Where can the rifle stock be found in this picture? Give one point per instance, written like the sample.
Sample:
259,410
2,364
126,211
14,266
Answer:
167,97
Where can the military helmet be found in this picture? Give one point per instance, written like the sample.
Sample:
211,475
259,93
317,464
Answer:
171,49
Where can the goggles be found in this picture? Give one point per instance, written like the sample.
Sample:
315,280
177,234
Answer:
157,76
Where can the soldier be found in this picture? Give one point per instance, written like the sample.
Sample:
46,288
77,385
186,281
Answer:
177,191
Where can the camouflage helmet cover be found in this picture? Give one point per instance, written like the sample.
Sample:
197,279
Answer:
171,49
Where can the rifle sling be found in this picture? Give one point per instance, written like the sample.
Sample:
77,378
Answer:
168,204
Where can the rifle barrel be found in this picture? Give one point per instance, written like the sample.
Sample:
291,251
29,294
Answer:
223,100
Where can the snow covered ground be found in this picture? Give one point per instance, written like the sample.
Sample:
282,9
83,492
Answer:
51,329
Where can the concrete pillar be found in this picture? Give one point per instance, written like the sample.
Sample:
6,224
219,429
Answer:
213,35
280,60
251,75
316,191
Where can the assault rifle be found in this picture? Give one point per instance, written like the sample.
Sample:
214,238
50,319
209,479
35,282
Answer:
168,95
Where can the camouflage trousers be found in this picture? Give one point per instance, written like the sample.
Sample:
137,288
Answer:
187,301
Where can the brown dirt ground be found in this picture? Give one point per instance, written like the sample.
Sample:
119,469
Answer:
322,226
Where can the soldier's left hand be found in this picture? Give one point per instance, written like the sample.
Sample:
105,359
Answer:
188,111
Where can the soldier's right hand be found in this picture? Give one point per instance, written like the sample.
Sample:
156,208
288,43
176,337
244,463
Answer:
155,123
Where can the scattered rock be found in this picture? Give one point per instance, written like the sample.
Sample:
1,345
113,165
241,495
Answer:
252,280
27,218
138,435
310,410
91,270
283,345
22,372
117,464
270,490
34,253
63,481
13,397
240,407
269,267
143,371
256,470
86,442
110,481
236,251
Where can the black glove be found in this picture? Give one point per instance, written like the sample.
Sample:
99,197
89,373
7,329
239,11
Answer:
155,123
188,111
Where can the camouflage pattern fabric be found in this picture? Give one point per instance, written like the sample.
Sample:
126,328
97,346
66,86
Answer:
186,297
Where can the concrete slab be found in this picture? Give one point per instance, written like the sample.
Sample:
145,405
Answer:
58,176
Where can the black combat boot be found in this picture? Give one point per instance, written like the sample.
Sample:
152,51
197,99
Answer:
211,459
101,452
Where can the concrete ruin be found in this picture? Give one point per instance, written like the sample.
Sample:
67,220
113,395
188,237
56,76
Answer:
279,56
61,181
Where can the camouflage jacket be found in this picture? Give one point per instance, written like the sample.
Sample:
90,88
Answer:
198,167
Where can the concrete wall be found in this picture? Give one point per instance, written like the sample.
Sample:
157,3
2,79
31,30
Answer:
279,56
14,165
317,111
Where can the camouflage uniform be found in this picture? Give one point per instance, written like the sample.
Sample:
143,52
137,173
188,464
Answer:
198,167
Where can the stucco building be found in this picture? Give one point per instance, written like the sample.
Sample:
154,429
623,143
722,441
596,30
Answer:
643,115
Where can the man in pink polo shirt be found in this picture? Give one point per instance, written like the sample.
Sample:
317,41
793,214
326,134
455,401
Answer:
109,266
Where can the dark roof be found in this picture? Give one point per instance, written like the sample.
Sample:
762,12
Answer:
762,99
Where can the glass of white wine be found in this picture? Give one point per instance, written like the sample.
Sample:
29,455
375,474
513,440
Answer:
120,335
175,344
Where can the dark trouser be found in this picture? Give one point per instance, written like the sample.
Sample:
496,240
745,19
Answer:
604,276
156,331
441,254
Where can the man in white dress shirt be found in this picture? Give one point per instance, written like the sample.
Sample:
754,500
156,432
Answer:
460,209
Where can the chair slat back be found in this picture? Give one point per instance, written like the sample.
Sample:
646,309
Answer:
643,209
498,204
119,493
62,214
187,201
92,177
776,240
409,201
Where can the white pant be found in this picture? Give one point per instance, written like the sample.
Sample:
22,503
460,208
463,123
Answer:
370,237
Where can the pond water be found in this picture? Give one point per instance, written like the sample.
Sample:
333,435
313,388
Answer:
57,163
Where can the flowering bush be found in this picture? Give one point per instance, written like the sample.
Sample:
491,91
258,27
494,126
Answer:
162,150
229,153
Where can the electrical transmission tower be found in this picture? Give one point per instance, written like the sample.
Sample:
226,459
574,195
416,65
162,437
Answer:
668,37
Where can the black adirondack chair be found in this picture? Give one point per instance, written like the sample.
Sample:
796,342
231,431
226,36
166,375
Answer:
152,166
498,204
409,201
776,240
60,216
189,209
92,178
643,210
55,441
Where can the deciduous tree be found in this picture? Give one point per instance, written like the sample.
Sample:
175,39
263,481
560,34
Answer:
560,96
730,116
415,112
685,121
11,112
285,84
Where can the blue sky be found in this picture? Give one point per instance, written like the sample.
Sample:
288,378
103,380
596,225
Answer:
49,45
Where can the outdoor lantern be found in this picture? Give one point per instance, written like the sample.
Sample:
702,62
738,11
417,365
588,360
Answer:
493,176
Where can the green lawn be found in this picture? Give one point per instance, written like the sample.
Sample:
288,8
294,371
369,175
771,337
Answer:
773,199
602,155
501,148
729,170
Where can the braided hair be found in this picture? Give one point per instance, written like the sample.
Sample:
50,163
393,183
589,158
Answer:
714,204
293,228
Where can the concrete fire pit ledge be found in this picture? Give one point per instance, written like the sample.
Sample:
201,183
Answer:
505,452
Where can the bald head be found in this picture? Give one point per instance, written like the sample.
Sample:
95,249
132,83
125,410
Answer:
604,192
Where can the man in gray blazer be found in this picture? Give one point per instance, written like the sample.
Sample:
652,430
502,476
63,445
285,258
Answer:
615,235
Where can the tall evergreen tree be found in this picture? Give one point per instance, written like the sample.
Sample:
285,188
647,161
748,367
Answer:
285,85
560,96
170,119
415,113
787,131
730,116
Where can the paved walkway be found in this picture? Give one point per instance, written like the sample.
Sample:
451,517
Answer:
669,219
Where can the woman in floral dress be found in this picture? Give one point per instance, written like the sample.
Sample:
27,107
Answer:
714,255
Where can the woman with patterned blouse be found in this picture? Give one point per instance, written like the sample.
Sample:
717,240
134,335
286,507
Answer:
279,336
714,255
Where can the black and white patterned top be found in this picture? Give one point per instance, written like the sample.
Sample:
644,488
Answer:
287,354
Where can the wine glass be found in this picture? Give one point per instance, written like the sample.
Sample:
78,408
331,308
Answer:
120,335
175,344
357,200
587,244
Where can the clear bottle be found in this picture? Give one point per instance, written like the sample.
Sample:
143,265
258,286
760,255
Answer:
* * * * *
_Ziel der Aufgabe_: Benenne in allen Zeilen oben "in this picture" in "in this image" um und gib die Zeilen sonst unverändert wieder.

_Schriftliche Lösung_:
Where can the rifle stock be found in this image? Give one point per instance, written like the sample.
Sample:
259,410
2,364
126,211
14,266
Answer:
167,97
Where can the military helmet be found in this image? Give one point per instance, written like the sample.
Sample:
211,475
259,93
317,464
Answer:
171,49
Where can the goggles be found in this image? Give one point per instance, written like the sample.
Sample:
315,280
177,234
Answer:
157,76
Where can the soldier be found in this image? Give one point per instance, written like the sample.
Sample:
46,288
77,385
186,281
Answer:
177,191
Where can the camouflage helmet cover be found in this image? Give one point per instance, written like the sample.
Sample:
197,279
Answer:
171,49
Where can the rifle sling be found in this image? Give one point per instance, written like the sample.
Sample:
77,378
Answer:
168,204
Where can the rifle barrel be found in this image? Give one point per instance, written like the sample.
Sample:
291,251
29,294
Answer:
223,100
Where can the snow covered ground be found in this image? Give one point per instance, written like the sample.
Sample:
282,9
83,492
Answer:
51,329
Where can the concrete pillar be found in this image? Give one point per instance, written like the sample.
Sample:
6,224
219,429
Answer:
213,35
280,60
251,75
316,191
Where can the assault rifle be found in this image? Give one point per instance, written like the sample.
Sample:
214,238
50,319
209,479
35,282
Answer:
168,95
Where can the camouflage trousers be found in this image? Give one point per instance, written like the sample.
Sample:
137,288
Answer:
187,301
Where can the brown dirt ground be found in this image? Give one point per instance, written like the sample.
Sample:
119,469
Answer:
322,226
Where can the soldier's left hand be found in this image? Give one point per instance, written like the sample.
Sample:
105,359
Answer:
188,111
Where can the soldier's right hand be found in this image? Give one point per instance, written like the sample.
Sample:
156,208
288,43
176,337
244,463
Answer:
155,123
Where can the scattered rock be found in this image? Give one point per instance, written like the sample.
Sample:
1,345
113,165
241,495
Answer:
252,280
27,218
138,435
310,410
91,270
283,345
22,372
117,464
270,490
34,253
63,481
13,397
240,407
269,267
143,371
256,470
86,442
110,481
236,251
Where can the black glove be found in this image? Give one point per instance, written like the sample.
Sample:
99,197
89,373
7,329
239,11
Answer:
155,123
188,111
Where can the camouflage pattern fabric be found in this image? Give one point per instance, written like the sample.
Sample:
126,328
97,346
66,86
Answer:
186,297
Where can the concrete slab be found in this image? Give one point per instance, written like the sample.
Sample:
145,405
Answer:
58,176
Where can the black combat boot be found in this image? Give one point per instance, written like the sample.
Sample:
152,51
197,99
Answer:
211,459
101,452
Where can the concrete ruin be found in this image? Give one point per instance, written like the sample.
Sample:
67,220
113,395
188,237
56,76
Answer:
279,56
61,181
Where can the camouflage jacket be found in this image? Give one point per instance, written like the sample.
Sample:
90,88
Answer:
198,167
Where can the concrete wall be found in this image? Give one point per instance, written like the sample.
Sample:
157,3
2,79
31,30
Answer:
279,56
14,165
317,111
Where can the camouflage uniform be found in this image? Give one point per instance, written like the sample.
Sample:
143,52
137,173
188,464
Answer:
198,167
Where can the stucco building be found in this image? Give one point per instance, written like the sample.
Sample:
154,429
623,143
722,441
596,30
Answer:
643,115
Where can the man in pink polo shirt be found in this image? Give one point per instance, written like the sample.
Sample:
317,41
793,214
326,134
455,401
Answer:
109,266
Where can the dark roof be found in this image? Give one point per instance, written like the sample.
Sample:
762,12
Answer:
762,99
Where can the glass of white wine be found in this image? Give one point per instance, written like the sample.
Sample:
29,455
375,474
513,440
Answer:
120,335
175,344
Where can the dark trouser be found in this image? Give one point per instance, written like the sample.
Sample:
496,240
745,19
Answer:
604,276
156,331
441,254
Where can the man in white dress shirt be found in this image? Give one point per instance, written like the sample.
Sample:
754,500
156,432
Answer:
460,209
Where can the chair slat back be found in this image? Give one point per instance, written like the sample.
Sample:
646,309
Answer:
643,209
498,204
119,493
62,214
187,201
92,177
776,240
409,201
Where can the white pant be found in this image? Give one point per instance, written like the sample.
Sample:
22,503
460,208
463,123
Answer:
370,237
Where can the pond water be found in this image? Give one point per instance, written like the sample.
Sample:
333,435
313,388
Answer:
57,163
Where can the flowering bush be found in this image? Give one point per instance, written like the sample.
Sample:
491,91
258,27
494,126
Answer:
162,150
229,153
Where can the electrical transmission tower be found in this image? Give one point per instance, written like the sample.
Sample:
226,459
574,195
416,65
162,437
Answer:
668,37
Where can the black adirondack chair be found in this image? Give one point per instance, written like the sample.
Sample:
796,342
231,431
226,36
166,375
Answer:
152,166
498,204
409,201
776,240
60,216
189,209
92,178
643,210
55,441
Where can the deciduous tree be found in this image? Give one point per instance, written like the sample.
Sample:
175,39
263,481
560,34
Answer:
560,96
730,116
415,112
685,121
11,112
285,84
Where can the blue sky be found in this image? Give one point per instance, written like the sample.
Sample:
288,378
103,380
596,225
Answer:
49,45
Where can the outdoor lantern be found in this image? Give one point per instance, written like the sample.
Sample:
702,62
738,11
417,365
588,360
Answer:
493,176
Where can the green lawn be found in this image? Give one point per instance, written like the sample.
Sample:
288,8
294,371
369,175
771,337
Answer:
773,199
602,155
501,148
729,170
Where can the braided hair be found in this image? Give one point per instance, written like the sample.
Sample:
50,163
393,183
589,158
Answer:
714,204
293,228
Where can the concrete fire pit ledge be found in this image? Give one point per instance, written like the sample.
Sample:
201,183
Answer:
505,452
Where can the bald head be found in this image? Give one point per instance, written like the sample.
Sample:
95,249
132,83
125,410
Answer:
604,192
Where can the man in gray blazer be found in this image? Give one point per instance, written like the sample.
Sample:
652,430
502,476
63,445
285,258
Answer:
615,235
Where can the tall evergreen tree be found in this image? Give one point per instance, written like the sample.
Sample:
285,188
647,161
748,367
Answer:
285,85
560,96
170,119
415,113
787,131
730,116
Where can the paved walkway be found in this image? Give one point per instance, written like the sample.
Sample:
451,517
Answer:
669,219
Where can the woman in floral dress be found in this image? Give one point per instance, written like the sample.
Sample:
27,107
Answer:
714,255
Where can the woman with patterned blouse be found in this image? Give one point per instance, written like the sample.
Sample:
717,240
134,335
286,507
Answer:
279,336
714,255
Where can the black and white patterned top be found in this image? Give one point per instance, written like the sample.
Sample:
644,488
Answer:
287,354
Where can the wine glass be found in this image? Give one point per instance, written like the sample.
Sample:
78,408
331,308
Answer:
120,335
175,344
357,200
587,244
Where can the clear bottle be found in this image? Give one point per instance, written like the sample.
Sample:
143,265
258,286
760,255
Answer:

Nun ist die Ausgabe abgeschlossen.